• [SOURCE MATERIAL]:

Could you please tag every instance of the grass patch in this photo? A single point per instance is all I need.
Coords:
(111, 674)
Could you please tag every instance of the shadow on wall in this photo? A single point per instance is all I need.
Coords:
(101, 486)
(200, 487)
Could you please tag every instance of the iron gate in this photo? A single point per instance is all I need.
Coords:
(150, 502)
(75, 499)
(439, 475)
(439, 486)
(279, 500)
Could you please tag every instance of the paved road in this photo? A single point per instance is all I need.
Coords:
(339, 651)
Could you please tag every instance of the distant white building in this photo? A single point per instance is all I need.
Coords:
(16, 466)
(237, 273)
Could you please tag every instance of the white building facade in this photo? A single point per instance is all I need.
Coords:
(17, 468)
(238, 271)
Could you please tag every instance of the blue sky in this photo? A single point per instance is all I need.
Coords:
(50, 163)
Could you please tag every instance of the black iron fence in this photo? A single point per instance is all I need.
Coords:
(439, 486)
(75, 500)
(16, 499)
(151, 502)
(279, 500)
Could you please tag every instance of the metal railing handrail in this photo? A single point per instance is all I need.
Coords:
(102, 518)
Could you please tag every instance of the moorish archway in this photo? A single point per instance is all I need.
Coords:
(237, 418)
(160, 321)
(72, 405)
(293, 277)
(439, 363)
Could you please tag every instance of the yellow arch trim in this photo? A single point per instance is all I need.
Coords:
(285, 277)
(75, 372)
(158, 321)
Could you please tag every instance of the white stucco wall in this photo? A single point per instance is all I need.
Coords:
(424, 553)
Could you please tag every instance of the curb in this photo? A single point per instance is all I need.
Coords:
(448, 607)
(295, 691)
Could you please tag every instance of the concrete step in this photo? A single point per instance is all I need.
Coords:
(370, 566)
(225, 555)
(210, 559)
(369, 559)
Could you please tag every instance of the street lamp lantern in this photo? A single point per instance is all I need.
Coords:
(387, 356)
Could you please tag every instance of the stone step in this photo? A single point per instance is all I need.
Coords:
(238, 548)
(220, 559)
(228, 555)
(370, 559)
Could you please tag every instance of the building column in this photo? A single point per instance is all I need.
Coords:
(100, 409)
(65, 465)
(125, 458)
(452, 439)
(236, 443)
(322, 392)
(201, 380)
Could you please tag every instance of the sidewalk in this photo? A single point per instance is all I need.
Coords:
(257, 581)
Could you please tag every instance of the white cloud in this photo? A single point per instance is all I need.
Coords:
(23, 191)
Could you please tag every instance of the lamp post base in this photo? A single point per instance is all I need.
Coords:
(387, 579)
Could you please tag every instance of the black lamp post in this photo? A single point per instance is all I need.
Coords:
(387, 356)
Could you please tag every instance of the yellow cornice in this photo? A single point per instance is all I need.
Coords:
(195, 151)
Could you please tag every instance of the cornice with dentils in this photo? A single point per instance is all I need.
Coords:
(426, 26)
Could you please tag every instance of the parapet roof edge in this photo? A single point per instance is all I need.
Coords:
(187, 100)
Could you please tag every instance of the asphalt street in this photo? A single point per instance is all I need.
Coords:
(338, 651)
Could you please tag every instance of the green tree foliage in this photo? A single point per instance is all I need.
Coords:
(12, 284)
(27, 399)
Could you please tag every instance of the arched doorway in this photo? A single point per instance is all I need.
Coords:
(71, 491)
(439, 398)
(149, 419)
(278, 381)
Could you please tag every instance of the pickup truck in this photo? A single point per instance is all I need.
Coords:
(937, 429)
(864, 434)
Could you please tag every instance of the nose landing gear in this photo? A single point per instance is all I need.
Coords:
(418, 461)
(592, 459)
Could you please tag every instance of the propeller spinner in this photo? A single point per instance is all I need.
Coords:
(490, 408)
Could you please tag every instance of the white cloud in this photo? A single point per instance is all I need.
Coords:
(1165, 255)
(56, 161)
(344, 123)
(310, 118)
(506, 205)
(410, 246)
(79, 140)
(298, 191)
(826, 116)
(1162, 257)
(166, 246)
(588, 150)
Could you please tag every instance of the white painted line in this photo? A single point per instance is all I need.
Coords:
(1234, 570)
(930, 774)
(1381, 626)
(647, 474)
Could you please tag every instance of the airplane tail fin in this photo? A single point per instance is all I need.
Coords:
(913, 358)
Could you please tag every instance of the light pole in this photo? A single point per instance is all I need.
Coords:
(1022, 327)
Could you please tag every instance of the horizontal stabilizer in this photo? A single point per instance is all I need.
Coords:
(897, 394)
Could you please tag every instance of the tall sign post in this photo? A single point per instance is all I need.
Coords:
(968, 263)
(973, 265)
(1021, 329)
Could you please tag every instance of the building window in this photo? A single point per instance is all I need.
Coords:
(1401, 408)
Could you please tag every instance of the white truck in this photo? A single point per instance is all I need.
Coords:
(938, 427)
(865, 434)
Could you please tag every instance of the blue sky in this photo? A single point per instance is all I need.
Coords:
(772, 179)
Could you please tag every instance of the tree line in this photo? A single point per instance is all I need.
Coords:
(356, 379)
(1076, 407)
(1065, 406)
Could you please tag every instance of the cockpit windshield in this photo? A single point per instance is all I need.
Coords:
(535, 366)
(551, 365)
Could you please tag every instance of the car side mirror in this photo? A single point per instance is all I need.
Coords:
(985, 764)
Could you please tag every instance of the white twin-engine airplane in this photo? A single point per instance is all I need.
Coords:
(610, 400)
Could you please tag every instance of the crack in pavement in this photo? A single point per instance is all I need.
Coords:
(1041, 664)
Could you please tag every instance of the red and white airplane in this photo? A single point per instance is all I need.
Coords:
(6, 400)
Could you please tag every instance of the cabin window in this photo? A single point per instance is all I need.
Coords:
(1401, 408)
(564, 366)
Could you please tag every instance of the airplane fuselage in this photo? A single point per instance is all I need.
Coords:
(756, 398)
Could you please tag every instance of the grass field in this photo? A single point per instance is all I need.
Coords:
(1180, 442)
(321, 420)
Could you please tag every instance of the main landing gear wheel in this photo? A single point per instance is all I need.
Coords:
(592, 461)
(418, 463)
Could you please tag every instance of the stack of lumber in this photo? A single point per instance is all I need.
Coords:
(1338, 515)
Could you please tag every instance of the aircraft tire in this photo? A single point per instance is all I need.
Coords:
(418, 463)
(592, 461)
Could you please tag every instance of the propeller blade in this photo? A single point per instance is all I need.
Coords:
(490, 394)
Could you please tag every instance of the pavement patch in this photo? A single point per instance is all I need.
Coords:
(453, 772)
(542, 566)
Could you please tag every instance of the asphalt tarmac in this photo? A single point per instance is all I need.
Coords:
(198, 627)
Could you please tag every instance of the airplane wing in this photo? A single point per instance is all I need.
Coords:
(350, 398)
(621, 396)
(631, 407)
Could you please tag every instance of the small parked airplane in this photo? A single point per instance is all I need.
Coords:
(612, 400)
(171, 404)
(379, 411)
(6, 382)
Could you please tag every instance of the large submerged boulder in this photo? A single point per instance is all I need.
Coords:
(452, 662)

• [WRITTEN PROBLEM]: Rewrite all the lines above, swapping every "Coords" for "Points" and leaving everything else the same.

• [TASK OUTPUT]:
Could you please tag every instance of the grass patch in this photo? A single point per instance is all I need.
Points:
(111, 674)
Could you please tag every instance of the shadow on wall in this photo? A single point per instance is all I need.
Points:
(101, 486)
(200, 487)
Could you please tag every instance of the iron gate in this photo? A single point per instance is all I need.
Points:
(150, 502)
(75, 499)
(439, 475)
(439, 486)
(279, 500)
Could you please tag every instance of the paved road in this photo? A single point per instance is all I need.
Points:
(339, 651)
Could you please tag every instance of the distant white building in this photo? A single point per instance is all I need.
Points:
(16, 466)
(237, 273)
Could you please tag every instance of the white building facade in this photo? A single point per instance is all I need.
Points:
(17, 468)
(238, 271)
Could you please tag every instance of the blue sky in this photo? A single point per instance is all I need.
Points:
(50, 163)
Could you please tag every instance of the black iron fence in this photo? A single point per instance is all I need.
Points:
(439, 486)
(75, 500)
(16, 499)
(151, 502)
(279, 500)
Could you please tag every instance of the metal railing handrail in this photo? A single point per instance is all I need.
Points:
(102, 518)
Could you please tag every instance of the moorish archway in this photo? A single point per instance is all I need.
Points:
(237, 418)
(160, 321)
(72, 405)
(293, 277)
(439, 363)
Could you please tag every instance of the yellow arch trim in this photo? A single point per instance is all I need.
Points:
(285, 277)
(75, 372)
(158, 321)
Could you please tag every instance of the white stucco wall in this photo? A single point per instance is all I need.
Points:
(424, 553)
Could you please tag every instance of the curb in this photo? A single point per instance is all I need.
Points:
(448, 607)
(295, 691)
Could you please tag every instance of the concrete step in this photo? A single point per instance is all I need.
Points:
(370, 566)
(225, 555)
(210, 559)
(369, 559)
Could you please tag every instance of the street lamp lantern in this photo? A single point per instance is all I need.
Points:
(387, 356)
Could you please tag every instance of the stone step in this photo? A single point per instance is all I need.
Points:
(238, 548)
(220, 559)
(228, 555)
(370, 559)
Could you please tag every instance of the building column in this photo? A single point per instance is all I need.
Points:
(100, 409)
(65, 465)
(125, 458)
(452, 439)
(236, 443)
(322, 392)
(201, 380)
Could you please tag every instance of the sidewalk in this photo? A single point per instance is all I need.
Points:
(257, 581)
Could you please tag every instance of the white cloud in this photo? A single point per instance is all I need.
Points:
(23, 191)
Could you please tag every instance of the lamp post base in this photo? A single point per instance is all I need.
Points:
(387, 579)
Could you please tag every instance of the black lamp post in this photo? A single point per instance is all I need.
Points:
(387, 356)
Could you please tag every instance of the yellow cornice in this photo? A single point per instance is all I need.
Points:
(195, 151)
Could you please tag every instance of the cornice with dentils in this photo? A single point per instance is all I need.
Points:
(426, 26)
Could you please tag every instance of the parapet roof edge in this photo? A single point per instance is all I need.
Points:
(187, 100)
Could you please tag every instance of the asphalt street in this photo? A single point per instance is all I need.
Points:
(338, 651)
Could you please tag every instance of the green tree foliage in this photo? A single point per instance is all I need.
Points:
(12, 284)
(27, 399)
Could you please tag every instance of the arched doorway in this photo? A single point per instance is all I need.
Points:
(71, 491)
(439, 398)
(149, 419)
(278, 381)
Could you please tag every instance of the pickup truck in this photo? A single point per instance is all I need.
Points:
(937, 429)
(864, 434)
Could you please tag every instance of the nose landing gear in this photo? A single point per instance is all I need.
Points:
(418, 461)
(592, 459)
Could you please tag every instance of the propeller spinner in this photo? A single point per instance is all I need.
Points:
(490, 408)
Could you please tag every instance of the white cloud in this photo? A single point per instance is all I need.
Points:
(1165, 255)
(56, 161)
(344, 123)
(310, 118)
(506, 205)
(410, 246)
(79, 140)
(298, 191)
(826, 116)
(1162, 257)
(166, 246)
(588, 150)
Could you please tag every instance of the white painted line in this photo? A single point per instance is all I need.
Points:
(1234, 570)
(930, 774)
(1381, 626)
(647, 474)
Could you please tag every instance of the airplane tail fin in this photo? A single point per instance is all I need.
Points:
(913, 358)
Could you please tag every instance of the light pole in this photo? A single point per instance is all I need.
Points:
(1022, 327)
Could you please tag every instance of the horizontal stabilizer in this photo? A single point per instance is all I need.
Points:
(897, 394)
Could you please tag every instance of the tall sign post in this photo? A single point per instance is all I need.
Points:
(968, 263)
(973, 265)
(1021, 329)
Could you please tag every instance of the building window in this photo? A single point per instance is all I need.
Points:
(1401, 408)
Could you please tag every instance of the white truck in this photo? A single point per instance is all I need.
Points:
(938, 427)
(865, 434)
Could you please tag every instance of the blue sky in this photo? A single point per instance is all I need.
Points:
(772, 179)
Could you please tag every instance of the tree line in this photo? A single point per instance is all I need.
Points:
(356, 379)
(1076, 407)
(1065, 406)
Could you please tag every instance of the cockpit windshield in this photo? A single point per instance is all I need.
Points:
(535, 366)
(551, 365)
Could you please tag every instance of the car side mirror in this photo? A single point per instance is all I need.
Points:
(985, 764)
Could you please tag every instance of the white twin-engine airplane in this photo? A single point per instance is all I need.
Points:
(610, 400)
Could you please tag every instance of the crack in pavement in this photo? A single point per instance is all I need.
Points:
(1041, 664)
Could you please tag every instance of the red and white airplane in this photo? A single point per instance is all I need.
Points:
(6, 400)
Could you please tag every instance of the cabin window in this photo? A single point per instance is all I need.
Points:
(1401, 408)
(564, 366)
Could you please tag every instance of the airplane fuselage in this photo? A single point per instance is all I need.
Points:
(756, 398)
Could you please tag every instance of the grass field in this photo? A single point per instance is all I need.
Points:
(1180, 442)
(321, 420)
Could you please tag every instance of the main landing gear wheel in this photo? A single point per instance is all I need.
Points:
(592, 461)
(418, 463)
Could you please tag every instance of the stack of lumber in this photo? A single point per instance is all I need.
Points:
(1338, 515)
Could you please tag every instance of the aircraft tire in this photo? A single point per instance is all I need.
Points:
(418, 463)
(592, 461)
Could you please tag every instance of the propeller blade in this photo? A single point per instance is all I need.
Points:
(490, 394)
Could you please tag every instance of the pavement patch in this photo? A single point per instance is all I need.
Points:
(453, 772)
(542, 566)
Could you please tag every instance of the asphalt tarmac in this photo? A single point per instance is all I need.
Points:
(198, 627)
Could you please tag every instance of the airplane wing in this photo? A single point per instance is all I need.
Points:
(350, 398)
(621, 396)
(631, 407)
Could you please tag every instance of the small parked airplane in this photo? A single point per instance is all I need.
Points:
(612, 400)
(171, 404)
(379, 411)
(6, 382)
Could you please tag every instance of the large submerged boulder in this photo? A single point per instance is all I need.
Points:
(452, 662)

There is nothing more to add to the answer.